→ **WORK INSTRUCTIONS**: Please return all of the records below verbatim, without changing anything.

Coordinate annotation entries:
begin

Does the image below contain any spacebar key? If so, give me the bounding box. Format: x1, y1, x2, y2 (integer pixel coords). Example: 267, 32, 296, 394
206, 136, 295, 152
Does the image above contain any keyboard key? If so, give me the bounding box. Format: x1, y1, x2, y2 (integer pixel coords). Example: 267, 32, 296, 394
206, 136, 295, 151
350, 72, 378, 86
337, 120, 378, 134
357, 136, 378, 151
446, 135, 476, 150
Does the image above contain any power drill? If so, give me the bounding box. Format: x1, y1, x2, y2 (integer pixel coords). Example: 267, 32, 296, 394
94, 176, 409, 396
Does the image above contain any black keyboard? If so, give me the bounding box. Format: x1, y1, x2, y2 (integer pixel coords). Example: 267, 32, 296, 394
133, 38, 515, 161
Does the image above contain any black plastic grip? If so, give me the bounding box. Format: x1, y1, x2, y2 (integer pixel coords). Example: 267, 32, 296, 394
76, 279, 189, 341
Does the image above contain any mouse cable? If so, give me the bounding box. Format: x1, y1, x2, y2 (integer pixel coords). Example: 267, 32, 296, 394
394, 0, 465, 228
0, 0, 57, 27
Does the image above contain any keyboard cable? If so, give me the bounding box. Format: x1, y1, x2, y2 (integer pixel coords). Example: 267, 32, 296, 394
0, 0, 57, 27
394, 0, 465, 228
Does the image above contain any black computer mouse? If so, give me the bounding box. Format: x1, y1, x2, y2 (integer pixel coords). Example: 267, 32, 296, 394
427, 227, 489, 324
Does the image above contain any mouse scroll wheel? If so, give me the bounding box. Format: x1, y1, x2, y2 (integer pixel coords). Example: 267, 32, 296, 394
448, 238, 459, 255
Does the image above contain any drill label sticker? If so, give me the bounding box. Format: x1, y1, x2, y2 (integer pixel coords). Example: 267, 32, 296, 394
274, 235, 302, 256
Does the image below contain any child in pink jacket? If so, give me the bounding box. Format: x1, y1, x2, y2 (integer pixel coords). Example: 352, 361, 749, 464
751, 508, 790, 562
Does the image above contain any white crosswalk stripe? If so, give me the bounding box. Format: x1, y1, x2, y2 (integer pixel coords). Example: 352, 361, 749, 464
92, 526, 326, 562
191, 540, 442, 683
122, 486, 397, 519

end

→ **TASK OUTPUT**:
Does the image below contain any spacebar key? If so, give me the bounding box. Format: x1, y1, x2, y2 (integer pixel coords). Example: 267, 32, 296, 394
206, 136, 295, 152
Does the image above contain any keyboard key? If so, give me the bounding box. Format: x1, y1, x2, y2 (integer pixel coords). Example: 267, 32, 296, 394
206, 136, 295, 151
350, 72, 378, 86
337, 120, 378, 134
357, 136, 378, 151
446, 135, 476, 150
Does the image above contain any power drill? If so, give me the bounding box. Format: x1, y1, x2, y2 (integer pixel coords). Example: 267, 32, 296, 394
94, 176, 409, 396
Does the image above contain any black keyboard? If so, give me the bounding box. Format: x1, y1, x2, y2 (integer pixel coords). Example: 267, 32, 296, 394
133, 38, 515, 161
Does the image above contain any black plastic grip? If so, give me the bounding box. Format: x1, y1, x2, y2 (integer pixel coords). Example: 267, 32, 296, 394
76, 279, 189, 341
Does the image above contain any mouse cable? If so, give me the bounding box. Format: x1, y1, x2, y2 (integer pixel coords). Example: 267, 32, 296, 394
394, 0, 465, 228
0, 0, 57, 27
Does the image above contain any keyboard cable? If so, give me the bounding box. Format: x1, y1, x2, y2 (integer pixel coords). Example: 267, 32, 296, 394
0, 0, 57, 27
394, 0, 465, 228
Does the image above contain any black computer mouse? If so, give me the bounding box. Format: x1, y1, x2, y2 (integer pixel coords). Example: 267, 32, 296, 394
427, 227, 489, 324
Does the image above contain any mouse scroll wheel? If so, give me the bounding box. Format: x1, y1, x2, y2 (integer pixel coords). Example: 267, 32, 296, 394
448, 238, 459, 255
Does the image above contain any drill label sticker? If so, give me the bounding box. Format: x1, y1, x2, y2 (integer pixel coords). Example: 267, 32, 296, 394
274, 235, 302, 256
Does the image below contain any child in pink jacket? If so, give me the bounding box. Format: x1, y1, x2, y2 (integer pixel coords). Example: 352, 361, 749, 464
751, 508, 790, 562
Does the image above contain any white crosswalk stripe? If so, give me the bounding box. Format: x1, y1, x2, y2 (integer pixel coords). Example: 352, 361, 749, 464
92, 526, 326, 562
191, 540, 442, 683
122, 486, 397, 519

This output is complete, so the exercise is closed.